** TEXT SECTION follows **

Bringin' the Noise: Deal Points

"A handful of trade, a handful of gold." – Dutch proverb

Amid the Swatch watches, parachute pants and Aquanet-teased hairstyles of 1983, arguably the most lopsided trade in NFL and sports history was agreed upon. When top pick John Elway refused to suit up for the Baltimore Colts, he was dealt for a trio of forgettable names: Quarterback Mark "Pee-Wee" Hermann, offensive tackle Chris Hinton and a first-round pick in 1984, which turned out to be guard Ron Solt.

Of course, Elway went on to a decorated, 16-year Hall of Fame career that included two Super Bowl wins, 51,475 passing yards (third all-time) and 300 touchdown passes (fourth all-time). Meanwhile, the unremembered threesome vanished from the collective memories of most casual fans.

At this time each year, I'm reminded of the one-sided Denver deal. With the Yahoo! trade deadline on November 17, it's time to ransack your opponents' roster and find the one piece that will lead your team down a road paved with championship gold. Here are my top-five money makers you need target:

5. Wali Lundy, Hou, RB Lundy's cakewalk schedule (Buf, at NYJ, at Oak, Ten, at NE, Ind, Cle) could put your team over the top. His job is safe for now, but you may want to add Samkon Gado as insurance.

4. Mark Clayton, Bal, WR The guy I touted as a prime breakout candidate in August, decided to wait until mid-season to peak. After letting Jim Fassel go, Ravens head coach Brian Billick has put the "Air" back in McNair. Clayton is a budding star who will post top-20 wide receiver numbers down the stretch.

** End of TEXT SECTION **

> PROBLEMS TO WORK ON
a) Answer these three questions from the fantasy football article, one answer per line, marked the same way:
(i) In what year was the Elway trade agreed upon?
(ii) On what date is the Yahoo! trade deadline?
(iii) Which player does the writer suggest adding as insurance for Wali Lundy?
b) Which opponents make up Wali Lundy's schedule in the fantasy football article? List all of them in order, as abbreviated there.
c) Write the next part of the fantasy football article, picking up after its last sentence.

** SUPPLIED MATERIAL follows **

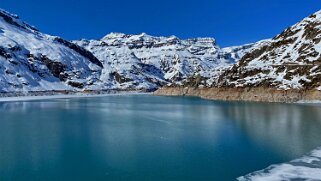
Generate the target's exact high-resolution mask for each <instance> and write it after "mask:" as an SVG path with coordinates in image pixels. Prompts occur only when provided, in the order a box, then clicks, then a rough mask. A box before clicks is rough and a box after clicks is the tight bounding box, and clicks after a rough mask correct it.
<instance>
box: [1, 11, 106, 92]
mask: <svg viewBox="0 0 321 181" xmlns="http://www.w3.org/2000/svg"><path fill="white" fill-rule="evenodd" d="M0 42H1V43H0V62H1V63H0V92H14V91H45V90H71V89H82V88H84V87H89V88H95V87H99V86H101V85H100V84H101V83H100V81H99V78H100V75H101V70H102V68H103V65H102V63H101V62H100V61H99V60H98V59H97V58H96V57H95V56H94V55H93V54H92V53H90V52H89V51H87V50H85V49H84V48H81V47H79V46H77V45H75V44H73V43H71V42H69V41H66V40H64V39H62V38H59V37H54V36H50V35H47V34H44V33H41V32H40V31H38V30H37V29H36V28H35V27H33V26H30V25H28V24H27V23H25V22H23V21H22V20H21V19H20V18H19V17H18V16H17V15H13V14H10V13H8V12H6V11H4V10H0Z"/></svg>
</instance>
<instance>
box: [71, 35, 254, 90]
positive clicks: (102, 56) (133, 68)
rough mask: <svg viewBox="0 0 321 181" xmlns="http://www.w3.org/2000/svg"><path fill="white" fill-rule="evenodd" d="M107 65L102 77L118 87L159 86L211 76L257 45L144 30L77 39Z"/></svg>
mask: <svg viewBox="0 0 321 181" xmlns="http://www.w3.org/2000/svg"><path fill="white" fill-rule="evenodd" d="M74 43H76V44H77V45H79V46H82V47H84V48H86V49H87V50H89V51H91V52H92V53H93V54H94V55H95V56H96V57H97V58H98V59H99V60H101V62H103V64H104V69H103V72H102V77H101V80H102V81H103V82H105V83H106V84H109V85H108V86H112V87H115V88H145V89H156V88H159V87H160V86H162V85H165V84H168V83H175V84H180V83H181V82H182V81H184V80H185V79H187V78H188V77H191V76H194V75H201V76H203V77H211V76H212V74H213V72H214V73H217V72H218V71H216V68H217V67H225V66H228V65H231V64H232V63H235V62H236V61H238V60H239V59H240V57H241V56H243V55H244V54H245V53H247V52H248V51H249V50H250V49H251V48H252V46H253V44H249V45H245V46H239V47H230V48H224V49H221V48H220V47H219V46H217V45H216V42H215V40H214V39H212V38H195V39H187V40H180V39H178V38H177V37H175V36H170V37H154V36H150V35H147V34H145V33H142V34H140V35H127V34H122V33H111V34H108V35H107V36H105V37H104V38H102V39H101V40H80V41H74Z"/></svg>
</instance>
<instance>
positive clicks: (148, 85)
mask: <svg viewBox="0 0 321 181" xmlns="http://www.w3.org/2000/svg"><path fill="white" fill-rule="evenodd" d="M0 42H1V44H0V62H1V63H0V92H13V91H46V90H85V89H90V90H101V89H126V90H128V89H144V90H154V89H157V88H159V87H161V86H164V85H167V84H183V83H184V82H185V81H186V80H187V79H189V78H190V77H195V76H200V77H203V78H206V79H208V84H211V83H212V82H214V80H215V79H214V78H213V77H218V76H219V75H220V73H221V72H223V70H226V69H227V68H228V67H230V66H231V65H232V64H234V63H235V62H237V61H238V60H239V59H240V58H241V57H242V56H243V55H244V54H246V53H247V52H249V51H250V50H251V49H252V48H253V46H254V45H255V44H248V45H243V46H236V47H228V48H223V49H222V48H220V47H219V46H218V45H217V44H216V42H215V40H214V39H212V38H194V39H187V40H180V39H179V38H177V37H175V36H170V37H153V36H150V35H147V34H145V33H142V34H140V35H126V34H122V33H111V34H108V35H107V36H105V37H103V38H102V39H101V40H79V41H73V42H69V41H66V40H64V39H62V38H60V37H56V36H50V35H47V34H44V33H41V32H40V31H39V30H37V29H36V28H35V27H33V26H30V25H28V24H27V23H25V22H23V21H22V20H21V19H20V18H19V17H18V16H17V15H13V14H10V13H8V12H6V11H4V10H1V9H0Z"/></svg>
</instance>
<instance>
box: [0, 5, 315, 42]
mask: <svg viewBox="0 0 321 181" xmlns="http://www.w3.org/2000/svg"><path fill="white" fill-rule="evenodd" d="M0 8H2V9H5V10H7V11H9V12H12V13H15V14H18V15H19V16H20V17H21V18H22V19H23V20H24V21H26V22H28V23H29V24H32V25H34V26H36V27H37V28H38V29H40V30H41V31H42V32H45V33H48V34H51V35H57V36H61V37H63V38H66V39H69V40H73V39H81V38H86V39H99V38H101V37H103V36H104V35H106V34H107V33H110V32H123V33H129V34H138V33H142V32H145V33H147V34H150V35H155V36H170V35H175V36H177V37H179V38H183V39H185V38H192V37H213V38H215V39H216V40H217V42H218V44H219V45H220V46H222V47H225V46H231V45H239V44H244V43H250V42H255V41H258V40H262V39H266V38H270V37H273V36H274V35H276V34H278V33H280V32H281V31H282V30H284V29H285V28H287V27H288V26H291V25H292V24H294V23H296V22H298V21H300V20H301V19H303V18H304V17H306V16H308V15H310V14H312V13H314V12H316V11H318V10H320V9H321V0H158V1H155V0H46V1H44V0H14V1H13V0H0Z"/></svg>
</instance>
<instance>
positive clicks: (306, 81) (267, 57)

** End of SUPPLIED MATERIAL **
** SUPPLIED MATERIAL follows **

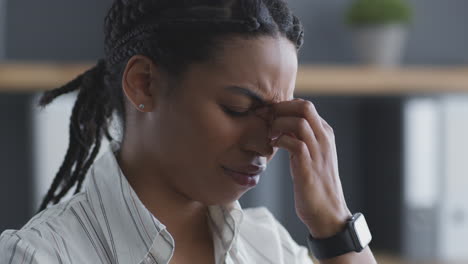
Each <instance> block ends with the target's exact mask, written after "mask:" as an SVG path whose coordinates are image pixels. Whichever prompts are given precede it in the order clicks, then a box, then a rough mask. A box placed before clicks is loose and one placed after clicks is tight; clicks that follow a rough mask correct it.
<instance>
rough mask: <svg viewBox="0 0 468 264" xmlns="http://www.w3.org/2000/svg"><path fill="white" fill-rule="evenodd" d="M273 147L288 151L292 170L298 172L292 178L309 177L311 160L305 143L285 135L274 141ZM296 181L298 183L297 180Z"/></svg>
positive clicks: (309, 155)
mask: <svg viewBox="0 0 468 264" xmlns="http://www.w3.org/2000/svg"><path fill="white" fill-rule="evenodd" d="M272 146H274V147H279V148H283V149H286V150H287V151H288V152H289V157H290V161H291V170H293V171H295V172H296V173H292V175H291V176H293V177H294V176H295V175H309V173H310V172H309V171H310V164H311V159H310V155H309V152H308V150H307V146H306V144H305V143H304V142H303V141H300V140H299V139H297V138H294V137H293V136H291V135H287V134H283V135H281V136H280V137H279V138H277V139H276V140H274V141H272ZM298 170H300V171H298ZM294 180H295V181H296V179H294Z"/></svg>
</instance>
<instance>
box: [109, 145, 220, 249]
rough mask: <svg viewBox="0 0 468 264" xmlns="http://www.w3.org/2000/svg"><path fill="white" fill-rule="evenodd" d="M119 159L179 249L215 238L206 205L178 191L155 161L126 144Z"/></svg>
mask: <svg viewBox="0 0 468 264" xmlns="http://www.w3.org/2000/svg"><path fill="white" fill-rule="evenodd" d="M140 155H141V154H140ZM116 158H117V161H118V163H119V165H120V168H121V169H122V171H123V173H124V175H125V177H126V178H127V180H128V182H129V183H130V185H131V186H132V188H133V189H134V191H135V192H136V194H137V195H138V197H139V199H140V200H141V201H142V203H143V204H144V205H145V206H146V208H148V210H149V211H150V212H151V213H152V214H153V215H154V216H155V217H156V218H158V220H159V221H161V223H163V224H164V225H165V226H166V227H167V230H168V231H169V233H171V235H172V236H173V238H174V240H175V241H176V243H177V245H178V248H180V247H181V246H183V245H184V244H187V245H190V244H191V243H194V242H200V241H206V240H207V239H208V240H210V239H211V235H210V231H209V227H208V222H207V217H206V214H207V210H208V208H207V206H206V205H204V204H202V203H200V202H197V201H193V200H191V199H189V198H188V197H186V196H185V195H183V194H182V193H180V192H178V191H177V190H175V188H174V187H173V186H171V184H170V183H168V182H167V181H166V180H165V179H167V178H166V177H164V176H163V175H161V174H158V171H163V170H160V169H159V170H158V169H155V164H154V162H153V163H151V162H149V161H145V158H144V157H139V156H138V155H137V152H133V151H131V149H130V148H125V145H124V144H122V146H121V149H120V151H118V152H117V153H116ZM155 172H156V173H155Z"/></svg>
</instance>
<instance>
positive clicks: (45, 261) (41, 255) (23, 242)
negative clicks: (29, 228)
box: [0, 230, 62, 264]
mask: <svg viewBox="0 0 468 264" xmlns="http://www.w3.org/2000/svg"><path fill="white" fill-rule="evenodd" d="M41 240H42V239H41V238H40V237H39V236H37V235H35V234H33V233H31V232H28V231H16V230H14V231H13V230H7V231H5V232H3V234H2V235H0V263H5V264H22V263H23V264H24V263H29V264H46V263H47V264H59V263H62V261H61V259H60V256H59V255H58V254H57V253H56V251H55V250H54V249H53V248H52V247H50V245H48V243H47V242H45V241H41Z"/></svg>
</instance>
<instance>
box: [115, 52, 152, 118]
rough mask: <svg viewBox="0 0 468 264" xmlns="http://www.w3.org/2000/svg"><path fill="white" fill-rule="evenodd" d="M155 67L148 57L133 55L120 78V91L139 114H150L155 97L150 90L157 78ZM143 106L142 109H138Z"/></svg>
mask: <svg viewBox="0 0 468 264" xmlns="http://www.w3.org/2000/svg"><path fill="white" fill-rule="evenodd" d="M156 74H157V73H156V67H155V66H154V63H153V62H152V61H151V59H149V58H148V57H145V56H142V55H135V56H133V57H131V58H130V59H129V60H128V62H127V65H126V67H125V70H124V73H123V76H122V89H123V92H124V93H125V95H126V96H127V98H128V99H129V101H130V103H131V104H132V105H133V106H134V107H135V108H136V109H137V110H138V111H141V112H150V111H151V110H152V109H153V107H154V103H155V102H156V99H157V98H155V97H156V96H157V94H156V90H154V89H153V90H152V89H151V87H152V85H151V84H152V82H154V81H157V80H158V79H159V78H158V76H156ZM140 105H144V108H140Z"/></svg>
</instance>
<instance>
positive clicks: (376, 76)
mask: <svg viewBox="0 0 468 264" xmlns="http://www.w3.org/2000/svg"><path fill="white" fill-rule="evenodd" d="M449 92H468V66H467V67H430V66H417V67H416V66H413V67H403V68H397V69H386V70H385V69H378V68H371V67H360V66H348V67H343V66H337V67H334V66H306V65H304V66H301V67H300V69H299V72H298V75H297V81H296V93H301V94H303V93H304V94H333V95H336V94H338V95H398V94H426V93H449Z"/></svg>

** End of SUPPLIED MATERIAL **

> RESULTS FOR EACH TASK
a)
(i) 1983
(ii) November 17
(iii) Samkon Gado

b) Buf, at NYJ, at Oak, Ten, at NE, Ind, Cle

c)
3. Tony Romo, Dal, QB Along with Jon Kitna, Romo is a fantasy Rodney Dangerfield. With a host of suspect secondaries on tap over the final four weeks (NO, Atl, Phi and Det), he will average close to 270 yards and two touchdowns-per-game. I wonder if he's read T.O.'s children's book Little T Learns to Share.

2. Thomas Jones, Chi, RB People banking on "Boo-Boo" Benson to wrestle away carries need to poke their heads in a different pic-a-nic basket. TJ has a cushy schedule with the hapless Jets, Rams, Bucs, Lions and Packers in five of his remaining seven.

1. Ronnie Brown, Mia, RB The Fish have the most RB-friendly matchups in Weeks 15-17 facing a motley crue of rush defenses that have collectively allowed a mind-blowing 141.3 rushing yards and 1.1 touchdowns-per-game.

Do you want to look like a pigskin prophet? Each week the Noise will dig deep for five no-so-obvious names to turn you into a gridiron guru. Here are this week's flame candidates:

Steve McNair, Bal, QBOpponent: Atl
Fearless Forecast: 289 YDs, 3 TDs, INT
Notes: The rarified "Air" in McNair is back. In his return to Tennessee, the heavy-hearted gunslinger torched his old club for 373 yards and three touchdowns. The sixth-best quarterback in fantasy since Week 8, the Baltimore signal-caller has averaged a sensational 259 yards-per-game and totaled six touchdowns (one rushing). Different from years past, McNair has played the role of Picasso this season, painting the field evenly to Todd Heap, Derrick Mason and the fast-rising Mark Clayton. The dirty birds from Hot-lanta have cooled defensively over their past five, surrendering 11 air scores (highest in the league) and 273 yards-per-game. With Jamal Lewis' stuck in a quagmire, Brian Billick will bark out McNair's number repeatedly.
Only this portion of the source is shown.